» Task item
Give back each line of the data exactly.

(Task inputs Opens)

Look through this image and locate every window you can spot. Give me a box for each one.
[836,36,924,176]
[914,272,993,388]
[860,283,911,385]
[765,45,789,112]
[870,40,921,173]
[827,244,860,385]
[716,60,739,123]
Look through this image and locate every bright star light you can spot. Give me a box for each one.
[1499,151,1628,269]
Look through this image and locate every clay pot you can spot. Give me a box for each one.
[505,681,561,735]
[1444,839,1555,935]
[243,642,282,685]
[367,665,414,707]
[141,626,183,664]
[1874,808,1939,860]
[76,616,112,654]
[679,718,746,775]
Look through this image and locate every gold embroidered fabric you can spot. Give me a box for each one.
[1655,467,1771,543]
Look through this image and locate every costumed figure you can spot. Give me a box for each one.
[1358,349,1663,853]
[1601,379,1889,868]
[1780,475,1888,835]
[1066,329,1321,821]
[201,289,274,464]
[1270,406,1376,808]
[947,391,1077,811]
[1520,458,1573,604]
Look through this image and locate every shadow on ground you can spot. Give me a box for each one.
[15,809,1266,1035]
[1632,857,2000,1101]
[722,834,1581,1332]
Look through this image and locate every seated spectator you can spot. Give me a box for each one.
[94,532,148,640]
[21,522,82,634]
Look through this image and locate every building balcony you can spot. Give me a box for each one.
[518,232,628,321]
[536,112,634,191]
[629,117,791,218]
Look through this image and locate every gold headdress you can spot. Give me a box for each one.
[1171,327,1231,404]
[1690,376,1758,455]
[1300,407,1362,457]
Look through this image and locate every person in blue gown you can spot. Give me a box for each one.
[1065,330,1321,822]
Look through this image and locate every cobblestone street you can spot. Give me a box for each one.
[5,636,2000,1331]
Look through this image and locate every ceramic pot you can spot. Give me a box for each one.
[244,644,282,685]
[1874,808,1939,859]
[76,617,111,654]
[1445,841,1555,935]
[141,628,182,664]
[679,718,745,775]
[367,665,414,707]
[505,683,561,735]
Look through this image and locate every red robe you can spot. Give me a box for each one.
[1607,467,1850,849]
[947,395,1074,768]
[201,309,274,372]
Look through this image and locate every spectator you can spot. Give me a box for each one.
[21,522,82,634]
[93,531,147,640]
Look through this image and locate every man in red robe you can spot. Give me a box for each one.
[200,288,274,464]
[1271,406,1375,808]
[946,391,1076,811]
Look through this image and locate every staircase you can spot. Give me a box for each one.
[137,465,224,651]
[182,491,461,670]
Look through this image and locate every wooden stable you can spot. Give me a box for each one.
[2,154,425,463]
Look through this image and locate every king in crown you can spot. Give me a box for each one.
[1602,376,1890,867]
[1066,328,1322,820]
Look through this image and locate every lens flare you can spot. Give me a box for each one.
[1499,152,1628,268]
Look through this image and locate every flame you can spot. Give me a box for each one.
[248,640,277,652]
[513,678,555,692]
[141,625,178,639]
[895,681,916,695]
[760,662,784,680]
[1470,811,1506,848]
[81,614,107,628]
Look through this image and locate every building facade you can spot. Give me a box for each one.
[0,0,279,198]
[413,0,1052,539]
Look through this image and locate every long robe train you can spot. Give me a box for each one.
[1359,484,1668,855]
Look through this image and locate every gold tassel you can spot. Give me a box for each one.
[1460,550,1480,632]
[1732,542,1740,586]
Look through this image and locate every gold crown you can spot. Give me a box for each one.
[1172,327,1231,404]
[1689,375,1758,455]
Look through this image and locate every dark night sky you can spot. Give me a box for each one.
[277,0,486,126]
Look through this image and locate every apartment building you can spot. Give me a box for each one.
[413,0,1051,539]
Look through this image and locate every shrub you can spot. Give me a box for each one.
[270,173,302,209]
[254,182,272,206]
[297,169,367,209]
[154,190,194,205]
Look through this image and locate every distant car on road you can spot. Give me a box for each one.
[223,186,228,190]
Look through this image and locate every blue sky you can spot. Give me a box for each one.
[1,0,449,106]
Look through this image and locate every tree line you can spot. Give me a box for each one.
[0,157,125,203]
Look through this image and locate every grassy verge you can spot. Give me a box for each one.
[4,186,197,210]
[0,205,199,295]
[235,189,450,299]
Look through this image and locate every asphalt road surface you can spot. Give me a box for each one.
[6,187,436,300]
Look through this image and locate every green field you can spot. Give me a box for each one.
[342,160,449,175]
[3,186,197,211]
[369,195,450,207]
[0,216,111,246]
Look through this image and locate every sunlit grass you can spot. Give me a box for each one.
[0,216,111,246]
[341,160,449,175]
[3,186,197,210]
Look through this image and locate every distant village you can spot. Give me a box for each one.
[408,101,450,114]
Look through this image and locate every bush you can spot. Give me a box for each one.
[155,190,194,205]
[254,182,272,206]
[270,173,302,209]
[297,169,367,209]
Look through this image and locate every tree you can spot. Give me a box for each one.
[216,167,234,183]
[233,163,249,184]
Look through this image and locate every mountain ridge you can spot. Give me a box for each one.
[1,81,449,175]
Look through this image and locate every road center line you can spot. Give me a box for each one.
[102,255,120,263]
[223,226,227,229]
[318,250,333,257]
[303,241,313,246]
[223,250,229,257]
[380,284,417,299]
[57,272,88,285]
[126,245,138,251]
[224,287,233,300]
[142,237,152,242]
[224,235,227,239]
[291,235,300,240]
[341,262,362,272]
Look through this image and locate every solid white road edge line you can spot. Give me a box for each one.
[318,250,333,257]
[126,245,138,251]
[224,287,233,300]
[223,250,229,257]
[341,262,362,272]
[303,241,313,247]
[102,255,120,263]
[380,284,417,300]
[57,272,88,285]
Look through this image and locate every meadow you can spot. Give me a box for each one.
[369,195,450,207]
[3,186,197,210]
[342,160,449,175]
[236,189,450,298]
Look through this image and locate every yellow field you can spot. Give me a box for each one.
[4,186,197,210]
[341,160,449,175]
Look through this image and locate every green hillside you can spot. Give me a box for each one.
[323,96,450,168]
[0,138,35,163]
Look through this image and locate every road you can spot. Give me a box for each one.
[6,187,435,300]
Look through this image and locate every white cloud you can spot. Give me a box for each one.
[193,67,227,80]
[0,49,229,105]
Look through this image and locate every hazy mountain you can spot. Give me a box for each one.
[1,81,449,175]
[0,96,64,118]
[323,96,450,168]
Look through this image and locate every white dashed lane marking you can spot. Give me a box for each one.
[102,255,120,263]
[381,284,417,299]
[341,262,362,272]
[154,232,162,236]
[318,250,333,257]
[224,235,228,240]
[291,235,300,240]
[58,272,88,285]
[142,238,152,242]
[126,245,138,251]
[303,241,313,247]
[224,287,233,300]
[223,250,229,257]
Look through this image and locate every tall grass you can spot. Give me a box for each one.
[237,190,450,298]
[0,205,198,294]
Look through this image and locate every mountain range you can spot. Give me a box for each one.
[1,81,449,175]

(Task inputs Closes)

» Reply to the exercise
Look through this image and locate every window you can spot. Give me a box for each one.
[836,36,924,176]
[914,272,993,388]
[860,283,911,385]
[765,45,789,112]
[870,40,921,173]
[827,244,860,385]
[716,60,739,123]
Look through this image and locate every bright star light you can spot. Give me a box for each one.
[1499,151,1628,269]
Look through this image and locate every clay pot you can spot. Give me a box for each one.
[505,681,561,735]
[1444,839,1555,935]
[243,642,282,685]
[367,665,414,707]
[141,626,183,664]
[1874,808,1939,860]
[76,616,112,654]
[679,718,746,775]
Look through this image and locate every gold embroidered fabric you can spot. Give me a box for each one.
[1655,467,1771,543]
Look through this image and locate every costumed figure you can spot. Give me a box for each one.
[1358,349,1663,853]
[1601,379,1889,868]
[1780,475,1888,835]
[1066,329,1321,821]
[201,289,274,464]
[1270,406,1376,808]
[947,391,1077,811]
[1520,458,1573,604]
Look through this image and locate every shadow on ground you can spot. Give me a box for each one.
[15,809,1266,1035]
[1632,857,2000,1101]
[722,834,1581,1332]
Look through this image and locate every seated spectator you can spot. Give me a box for each one.
[94,532,148,640]
[21,522,82,634]
Look through this image and locate every building balcony you can spot. Give me a box for each one.
[518,232,628,321]
[536,112,634,191]
[629,117,791,218]
Look through this image and locate every gold headdress you can spot. Give me a box for each one.
[1171,327,1231,404]
[1690,376,1758,455]
[1300,407,1362,457]
Look through this image and locate every person in blue gown you can spot. Give me a box for each one.
[1065,330,1321,822]
Look through this image and locate every cobblestone street you can spot. Give me a box for each one.
[5,636,2000,1331]
Look through this image and locate every ceramic pot you can spot. Give me a box for each one.
[244,644,282,685]
[1874,808,1939,859]
[76,617,111,654]
[1445,841,1555,935]
[141,628,182,664]
[679,718,745,775]
[367,665,414,707]
[505,683,561,735]
Look through this image and locate every red robe you can spot. Give me a box for each one.
[1607,467,1850,849]
[947,395,1074,768]
[201,309,274,372]
Look through this image and locate every spectator you can spot. Give me a box for each one.
[21,522,82,634]
[93,531,147,640]
Look through this image and locate every man in red robe you can spot. Give me a box for each one.
[200,288,274,464]
[1271,406,1375,808]
[946,391,1076,811]
Look through this image and locate every staircase you can spot. Give me a box for each one.
[137,465,224,651]
[182,491,461,670]
Look through this image and locate every wooden stable you can spot. Give me a box for each one.
[2,154,425,463]
Look through this image and locate every king in crown you can spot. Give me a box for each one.
[1602,376,1890,867]
[1066,328,1322,820]
Look through this image and locate every lens flare you can spot. Give me a box for each one.
[1499,152,1628,268]
Look through this image and locate every flame you can spot. Give me a box for each one.
[248,640,277,652]
[513,678,555,692]
[141,625,178,639]
[895,681,916,695]
[760,662,784,680]
[1470,811,1506,848]
[81,614,107,628]
Look through this image and locate every building facade you can spot. Give me a box for each one.
[0,0,279,198]
[413,0,1052,539]
Look through this image and locate every long robe train you can spot. Give me a box for each one.
[1359,484,1668,855]
Look through this image and locate every gold tassel you can spot. Give me a box for each one.
[1460,550,1480,632]
[1732,542,1740,586]
Look through this image and locate every gold crown you can spot. Give me a box for each one.
[1172,327,1231,404]
[1689,375,1758,455]
Look through this image and locate every dark night sky you can spot. Give me a box for each one.
[277,0,486,126]
Look through this image and locate every apartment building you can spot. Give me a box for each one.
[413,0,1051,539]
Look through this image and locate every shrub you can spot. Give me a box for each one.
[270,173,302,209]
[254,182,272,206]
[297,169,367,209]
[154,190,194,205]
Look through this image and locate every distant car on road you can spot. Give me a box for each one.
[223,186,228,190]
Look through this image and locate every blue sky you can spot. Give me a box for each one.
[1,0,449,106]
Look through this image and locate every tree line you can spot. Give me a box for each one.
[0,157,125,203]
Look through this image and locate every grassy verge you can spot. Give me a box for each one.
[4,186,197,210]
[0,205,199,295]
[235,189,450,299]
Look through this image and locate every asphalt road surface you can spot. Give me a box for each one.
[6,187,436,300]
Look through this image and locate every green field you can spot. Give me a box for each one.
[342,160,449,175]
[3,186,197,211]
[369,195,450,207]
[0,216,111,246]
Look through this image and locate every sunlit grass you can spot. Give me a box for each one.
[0,216,111,246]
[341,160,449,175]
[3,186,197,210]
Look through this image and locate every distant village you can spot. Give me a box for each one.
[408,101,450,114]
Look through this image and locate every bush you can spot. Give me a box for each one.
[155,190,194,205]
[254,182,272,206]
[270,173,302,209]
[297,169,367,209]
Look through this image and locate every tree you can spot. Give me a box for each one.
[216,167,234,183]
[233,163,249,184]
Look through this image and locate every mountain ridge you can spot. Give me a box for each one.
[1,81,449,175]
Look through this image and locate every road center line you can spot. Give me a box for each one.
[102,255,120,263]
[223,226,227,229]
[318,250,333,257]
[303,241,313,246]
[223,250,229,257]
[380,284,417,299]
[57,272,88,285]
[126,245,138,251]
[224,287,233,300]
[142,237,152,242]
[224,235,227,239]
[291,235,300,240]
[341,262,362,272]
Look through this image and locate every solid white road edge line you can spot. Give me a box for each one.
[318,250,333,257]
[126,245,138,251]
[224,287,233,300]
[223,250,229,257]
[341,262,362,272]
[303,241,313,247]
[102,255,120,263]
[380,284,417,300]
[57,272,88,285]
Look through this image and locate every meadow you can spot. Give me a box for each one.
[369,195,450,207]
[3,186,197,210]
[342,160,449,175]
[236,189,450,298]
Look through this image and locate every yellow field you can spot. Give me a box for each one.
[4,186,197,210]
[341,160,449,175]
Look through this image and locate every green hillside you can spot. Give me a box for each one.
[323,96,450,168]
[0,138,35,163]
Look through this image and locate every road you can spot. Give me a box for each one.
[6,187,435,300]
Look through this image and locate every white cloud you can spot. Give me a box for each one.
[193,67,227,80]
[0,49,229,105]
Look through this image and locate every hazy mountain you can spot. Give me a box for each one.
[1,81,449,175]
[0,96,64,118]
[323,96,450,168]
Look through this image and locate every white dashed lane marking you can spot. Give me a box for each one.
[102,255,120,263]
[381,284,417,299]
[341,262,362,272]
[154,232,162,236]
[318,250,333,257]
[224,235,228,240]
[291,235,300,240]
[58,272,88,285]
[142,238,152,242]
[126,245,138,251]
[303,241,313,247]
[224,287,233,300]
[223,250,229,257]
Look through this image and locate every tall grass you can spot. Give me a box for each one.
[237,190,450,298]
[0,205,198,294]
Look through this image and locate every mountain range you can spot. Give me a box for each one.
[1,81,449,175]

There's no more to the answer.